Work to do:
- 1) In the book review, what is Sloane's occupation?
- 2) Reproduce word for word the part of the book review between "Dramatic, immersive, and" and "women’s erotic desires.", inclusive.

Dramatic, immersive, and wanting—much like desire itself.

Based on eight years of reporting and thousands of hours of interaction, a journalist chronicles the inner worlds of three women’s erotic desires.

In her dramatic debut about “what longing in America looks like,” Taddeo, who has contributed to Esquire, Elle, and other publications, follows the sex lives of three American women. On the surface, each woman’s story could be a soap opera. There’s Maggie, a teenager engaged in a secret relationship with her high school teacher; Lina, a housewife consumed by a torrid affair with an old flame; and Sloane, a wealthy restaurateur encouraged by her husband to sleep with other people while he watches. Instead of sensationalizing, the author illuminates Maggie’s, Lina’s, and Sloane’s erotic experiences in the context of their human complexities and personal histories, revealing deeper wounds and emotional yearnings. Lina’s infidelity was driven by a decade of her husband’s romantic and sexual refusal despite marriage counseling and Lina's pleading. Sloane’s Fifty Shades of Grey–like lifestyle seems far less exotic when readers learn that she has felt pressured to perform for her husband's pleasure. Taddeo’s coverage is at its most nuanced when she chronicles Maggie’s decision to go to the authorities a few years after her traumatic tryst. Recounting the subsequent trial against Maggie’s abuser, the author honors the triumph of Maggie’s courageous vulnerability as well as the devastating ramifications of her community’s disbelief. Unfortunately, this book on “female desire” conspicuously omits any meaningful discussion of social identities beyond gender and class; only in the epilogue does Taddeo mention race and its impacts on women's experiences with sex and longing. Such oversight brings a palpable white gaze to the narrative. Compounded by the author’s occasionally lackluster prose, the book’s flaws compete with its meaningful contribution to #MeToo–era reporting.

Provided data:
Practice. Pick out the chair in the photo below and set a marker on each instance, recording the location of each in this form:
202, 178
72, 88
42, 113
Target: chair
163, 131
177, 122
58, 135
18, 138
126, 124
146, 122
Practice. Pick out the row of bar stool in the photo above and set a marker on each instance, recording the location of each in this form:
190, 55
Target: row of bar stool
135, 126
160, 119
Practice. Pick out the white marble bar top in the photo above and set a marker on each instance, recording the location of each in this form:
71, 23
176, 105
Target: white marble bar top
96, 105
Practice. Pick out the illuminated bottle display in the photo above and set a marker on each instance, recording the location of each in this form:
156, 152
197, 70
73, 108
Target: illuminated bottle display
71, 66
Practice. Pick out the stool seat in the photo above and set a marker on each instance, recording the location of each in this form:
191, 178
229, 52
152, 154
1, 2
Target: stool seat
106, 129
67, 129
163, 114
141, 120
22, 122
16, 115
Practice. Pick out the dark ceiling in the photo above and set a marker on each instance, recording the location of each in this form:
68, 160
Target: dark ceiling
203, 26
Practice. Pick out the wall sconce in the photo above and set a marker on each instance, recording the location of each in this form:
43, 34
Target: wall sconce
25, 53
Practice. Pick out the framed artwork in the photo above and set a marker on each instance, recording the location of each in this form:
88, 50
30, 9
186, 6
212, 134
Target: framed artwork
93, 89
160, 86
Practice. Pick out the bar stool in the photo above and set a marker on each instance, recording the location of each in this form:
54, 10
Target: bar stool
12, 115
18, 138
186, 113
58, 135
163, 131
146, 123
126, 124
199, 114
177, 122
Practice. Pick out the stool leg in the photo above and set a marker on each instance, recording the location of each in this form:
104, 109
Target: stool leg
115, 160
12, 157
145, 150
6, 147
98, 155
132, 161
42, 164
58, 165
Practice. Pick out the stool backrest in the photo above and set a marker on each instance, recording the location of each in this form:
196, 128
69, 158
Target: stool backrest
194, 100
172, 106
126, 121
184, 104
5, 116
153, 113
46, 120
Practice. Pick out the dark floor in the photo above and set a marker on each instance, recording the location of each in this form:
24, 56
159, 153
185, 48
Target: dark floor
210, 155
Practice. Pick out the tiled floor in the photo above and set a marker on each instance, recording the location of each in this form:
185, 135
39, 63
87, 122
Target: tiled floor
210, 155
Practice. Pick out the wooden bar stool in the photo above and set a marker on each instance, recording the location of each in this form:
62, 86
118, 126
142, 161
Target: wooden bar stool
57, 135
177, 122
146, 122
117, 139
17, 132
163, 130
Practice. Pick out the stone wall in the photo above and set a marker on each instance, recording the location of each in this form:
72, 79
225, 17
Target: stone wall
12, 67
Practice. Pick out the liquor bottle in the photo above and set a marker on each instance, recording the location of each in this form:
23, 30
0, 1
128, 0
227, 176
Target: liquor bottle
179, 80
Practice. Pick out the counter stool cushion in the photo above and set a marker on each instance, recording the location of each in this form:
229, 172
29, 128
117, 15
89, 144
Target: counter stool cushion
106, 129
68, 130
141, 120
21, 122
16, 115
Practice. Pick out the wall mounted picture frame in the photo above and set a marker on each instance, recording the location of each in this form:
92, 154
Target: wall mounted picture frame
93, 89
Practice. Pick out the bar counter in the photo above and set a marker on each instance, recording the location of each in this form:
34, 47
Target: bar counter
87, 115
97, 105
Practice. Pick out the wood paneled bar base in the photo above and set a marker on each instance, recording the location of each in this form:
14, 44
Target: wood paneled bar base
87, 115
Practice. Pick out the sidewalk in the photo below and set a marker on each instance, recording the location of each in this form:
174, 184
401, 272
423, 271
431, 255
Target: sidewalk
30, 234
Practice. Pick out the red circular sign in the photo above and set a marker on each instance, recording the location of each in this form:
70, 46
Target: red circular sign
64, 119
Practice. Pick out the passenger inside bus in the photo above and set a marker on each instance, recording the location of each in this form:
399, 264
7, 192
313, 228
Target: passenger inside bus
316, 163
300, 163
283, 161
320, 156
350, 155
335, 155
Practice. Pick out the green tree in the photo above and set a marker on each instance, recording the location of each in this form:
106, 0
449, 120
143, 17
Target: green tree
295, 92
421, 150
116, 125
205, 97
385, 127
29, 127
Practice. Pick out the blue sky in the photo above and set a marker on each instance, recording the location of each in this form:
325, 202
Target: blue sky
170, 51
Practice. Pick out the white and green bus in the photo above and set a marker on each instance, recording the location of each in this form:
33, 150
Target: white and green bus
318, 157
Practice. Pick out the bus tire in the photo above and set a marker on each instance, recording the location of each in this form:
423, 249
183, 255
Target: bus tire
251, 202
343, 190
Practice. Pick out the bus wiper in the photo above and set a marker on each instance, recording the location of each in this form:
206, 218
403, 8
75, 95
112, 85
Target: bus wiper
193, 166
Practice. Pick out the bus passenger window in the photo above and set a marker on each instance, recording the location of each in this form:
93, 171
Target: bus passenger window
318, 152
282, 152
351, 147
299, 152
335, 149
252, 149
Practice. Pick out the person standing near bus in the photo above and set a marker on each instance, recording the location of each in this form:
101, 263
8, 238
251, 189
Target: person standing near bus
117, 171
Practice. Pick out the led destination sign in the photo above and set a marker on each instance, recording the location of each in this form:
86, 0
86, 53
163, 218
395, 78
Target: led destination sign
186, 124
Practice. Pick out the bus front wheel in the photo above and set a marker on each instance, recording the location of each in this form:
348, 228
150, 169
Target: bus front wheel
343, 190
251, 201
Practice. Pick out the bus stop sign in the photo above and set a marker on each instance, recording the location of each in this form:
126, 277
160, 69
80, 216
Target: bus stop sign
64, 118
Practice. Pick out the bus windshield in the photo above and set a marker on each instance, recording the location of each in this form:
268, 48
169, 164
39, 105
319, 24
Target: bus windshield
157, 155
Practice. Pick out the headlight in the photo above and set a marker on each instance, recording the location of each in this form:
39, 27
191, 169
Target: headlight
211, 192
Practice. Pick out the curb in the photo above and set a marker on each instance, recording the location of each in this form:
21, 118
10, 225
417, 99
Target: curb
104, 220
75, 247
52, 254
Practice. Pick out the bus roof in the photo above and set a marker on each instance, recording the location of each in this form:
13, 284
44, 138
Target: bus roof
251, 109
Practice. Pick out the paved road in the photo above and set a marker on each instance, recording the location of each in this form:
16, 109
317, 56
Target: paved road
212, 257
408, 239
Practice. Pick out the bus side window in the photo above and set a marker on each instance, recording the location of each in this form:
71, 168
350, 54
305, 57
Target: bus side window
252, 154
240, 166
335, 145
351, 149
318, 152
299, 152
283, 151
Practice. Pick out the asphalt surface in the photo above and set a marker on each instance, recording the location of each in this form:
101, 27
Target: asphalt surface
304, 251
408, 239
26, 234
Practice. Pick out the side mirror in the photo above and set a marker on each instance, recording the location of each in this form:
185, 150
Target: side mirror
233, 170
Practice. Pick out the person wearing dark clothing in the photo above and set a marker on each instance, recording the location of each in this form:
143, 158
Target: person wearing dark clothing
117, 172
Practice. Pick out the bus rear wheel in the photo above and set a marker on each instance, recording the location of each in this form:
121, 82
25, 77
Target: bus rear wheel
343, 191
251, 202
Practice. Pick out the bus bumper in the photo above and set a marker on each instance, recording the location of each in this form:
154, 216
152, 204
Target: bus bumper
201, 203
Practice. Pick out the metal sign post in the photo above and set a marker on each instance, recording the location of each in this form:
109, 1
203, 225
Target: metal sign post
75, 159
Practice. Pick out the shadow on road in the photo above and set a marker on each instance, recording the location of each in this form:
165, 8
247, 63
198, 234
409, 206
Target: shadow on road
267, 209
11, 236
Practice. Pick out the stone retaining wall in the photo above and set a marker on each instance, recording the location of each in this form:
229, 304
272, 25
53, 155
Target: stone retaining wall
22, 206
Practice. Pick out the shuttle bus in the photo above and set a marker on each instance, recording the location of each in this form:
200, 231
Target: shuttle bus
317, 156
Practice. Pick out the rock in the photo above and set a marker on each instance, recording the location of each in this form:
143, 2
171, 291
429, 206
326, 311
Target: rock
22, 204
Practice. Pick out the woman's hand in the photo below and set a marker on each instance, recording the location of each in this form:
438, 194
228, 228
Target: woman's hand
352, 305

Answers for the exercise:
- 1) She is a wealthy restaurateur.

- 2)
Dramatic, immersive, and wanting—much like desire itself.

Based on eight years of reporting and thousands of hours of interaction, a journalist chronicles the inner worlds of three women’s erotic desires.